> **Dataset records**:
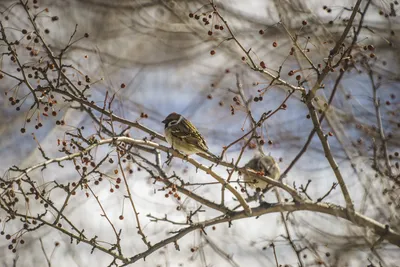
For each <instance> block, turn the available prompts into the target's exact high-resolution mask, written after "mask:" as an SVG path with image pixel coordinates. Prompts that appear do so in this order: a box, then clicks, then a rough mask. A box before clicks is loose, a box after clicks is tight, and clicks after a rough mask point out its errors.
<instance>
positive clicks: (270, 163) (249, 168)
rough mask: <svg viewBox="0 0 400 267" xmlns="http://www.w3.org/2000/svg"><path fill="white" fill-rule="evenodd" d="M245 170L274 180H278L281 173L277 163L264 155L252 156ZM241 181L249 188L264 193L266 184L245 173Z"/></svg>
mask: <svg viewBox="0 0 400 267" xmlns="http://www.w3.org/2000/svg"><path fill="white" fill-rule="evenodd" d="M245 168H248V169H252V170H255V171H257V172H261V173H263V175H264V176H268V177H270V178H272V179H274V180H278V179H279V177H280V175H281V171H280V169H279V165H278V163H276V161H275V160H274V158H273V157H271V156H266V155H264V154H260V155H256V156H254V157H253V158H252V159H251V160H250V161H249V162H247V163H246V165H245ZM243 180H244V181H245V182H246V184H248V185H249V186H251V187H252V188H255V189H258V190H260V191H265V190H266V189H269V188H271V186H270V187H269V188H267V187H268V185H269V184H268V183H267V182H265V181H262V180H260V179H257V178H256V177H254V176H251V175H249V174H247V173H244V175H243Z"/></svg>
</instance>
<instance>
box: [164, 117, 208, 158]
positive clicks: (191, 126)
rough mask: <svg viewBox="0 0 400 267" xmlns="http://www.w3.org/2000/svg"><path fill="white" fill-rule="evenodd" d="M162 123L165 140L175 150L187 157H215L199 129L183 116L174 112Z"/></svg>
mask: <svg viewBox="0 0 400 267" xmlns="http://www.w3.org/2000/svg"><path fill="white" fill-rule="evenodd" d="M162 123H164V124H165V129H164V132H165V138H166V139H167V142H168V143H169V144H170V145H171V146H172V147H173V148H174V149H176V150H179V151H181V152H183V153H185V154H186V155H191V154H195V153H206V154H210V155H212V156H214V155H213V154H212V153H210V152H209V151H208V146H207V143H206V141H205V140H204V137H203V136H202V135H201V134H200V133H199V131H198V130H197V128H196V127H195V126H194V125H193V124H192V123H191V122H190V121H189V120H187V119H186V118H184V117H183V116H182V115H180V114H178V113H175V112H173V113H171V114H169V115H168V116H167V117H166V118H165V119H164V120H163V121H162ZM214 157H215V156H214Z"/></svg>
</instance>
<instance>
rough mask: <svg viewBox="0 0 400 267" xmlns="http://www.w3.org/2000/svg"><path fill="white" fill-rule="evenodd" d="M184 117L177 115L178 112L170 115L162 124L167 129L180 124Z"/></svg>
mask: <svg viewBox="0 0 400 267" xmlns="http://www.w3.org/2000/svg"><path fill="white" fill-rule="evenodd" d="M182 118H183V117H182V115H180V114H178V113H176V112H172V113H171V114H169V115H168V116H167V117H166V118H165V119H164V120H163V121H162V123H164V124H165V128H167V127H169V126H172V125H175V124H178V123H179V122H180V121H181V120H182Z"/></svg>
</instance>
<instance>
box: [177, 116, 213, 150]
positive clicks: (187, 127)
mask: <svg viewBox="0 0 400 267" xmlns="http://www.w3.org/2000/svg"><path fill="white" fill-rule="evenodd" d="M171 130H172V131H171V133H172V134H173V135H174V136H175V137H177V138H180V139H182V140H185V141H186V142H187V143H188V144H190V145H193V146H196V147H199V148H200V149H202V150H204V151H208V146H207V143H206V140H204V137H203V136H202V135H201V134H200V133H199V131H198V130H197V129H196V127H195V126H194V125H193V124H192V123H191V122H189V121H188V120H187V119H183V120H182V121H181V122H180V123H178V124H176V125H174V126H173V128H172V129H171Z"/></svg>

> **Problem to solve**:
Set the lines down exactly as they stand, beginning at the one that contains "positive clicks: (191, 126)" and stopping after the last line of the entries above.

> **Exercise result**:
positive clicks: (191, 126)
rough mask: <svg viewBox="0 0 400 267" xmlns="http://www.w3.org/2000/svg"><path fill="white" fill-rule="evenodd" d="M162 123L165 140L175 150L187 157H215L199 129L183 116L174 112Z"/></svg>
mask: <svg viewBox="0 0 400 267" xmlns="http://www.w3.org/2000/svg"><path fill="white" fill-rule="evenodd" d="M162 123H164V124H165V129H164V132H165V138H166V139H167V142H168V143H169V144H170V145H171V146H172V147H173V148H174V149H176V150H179V151H181V152H183V153H185V154H186V155H191V154H195V153H206V154H210V155H212V156H214V155H213V154H212V153H210V152H209V151H208V146H207V143H206V141H205V140H204V137H203V136H202V135H201V134H200V133H199V131H198V130H197V128H196V127H195V126H194V125H193V124H192V123H191V122H190V121H189V120H187V119H186V118H184V117H183V116H182V115H180V114H178V113H175V112H173V113H171V114H169V115H168V116H167V117H166V118H165V119H164V120H163V121H162ZM214 157H215V156H214Z"/></svg>
</instance>
<instance>
rough mask: <svg viewBox="0 0 400 267" xmlns="http://www.w3.org/2000/svg"><path fill="white" fill-rule="evenodd" d="M184 117L177 115L178 112L170 115L162 124L167 129L180 124Z"/></svg>
mask: <svg viewBox="0 0 400 267" xmlns="http://www.w3.org/2000/svg"><path fill="white" fill-rule="evenodd" d="M182 118H183V117H182V115H180V114H178V113H176V112H172V113H171V114H169V115H168V116H167V117H166V118H165V119H164V120H163V121H162V123H164V124H165V128H167V127H169V126H172V125H175V124H178V123H179V122H180V121H181V120H182Z"/></svg>
</instance>
<instance>
box: [177, 116, 213, 150]
positive clicks: (187, 127)
mask: <svg viewBox="0 0 400 267" xmlns="http://www.w3.org/2000/svg"><path fill="white" fill-rule="evenodd" d="M171 130H172V131H171V133H172V134H173V135H174V136H175V137H177V138H180V139H182V140H185V141H186V142H187V143H188V144H190V145H193V146H196V147H199V148H200V149H202V150H204V151H208V146H207V143H206V140H204V137H203V136H202V135H201V134H200V133H199V131H198V130H197V129H196V127H195V126H194V125H193V124H192V123H191V122H189V121H188V120H187V119H183V120H182V121H181V122H180V123H178V124H176V125H174V126H173V128H172V129H171Z"/></svg>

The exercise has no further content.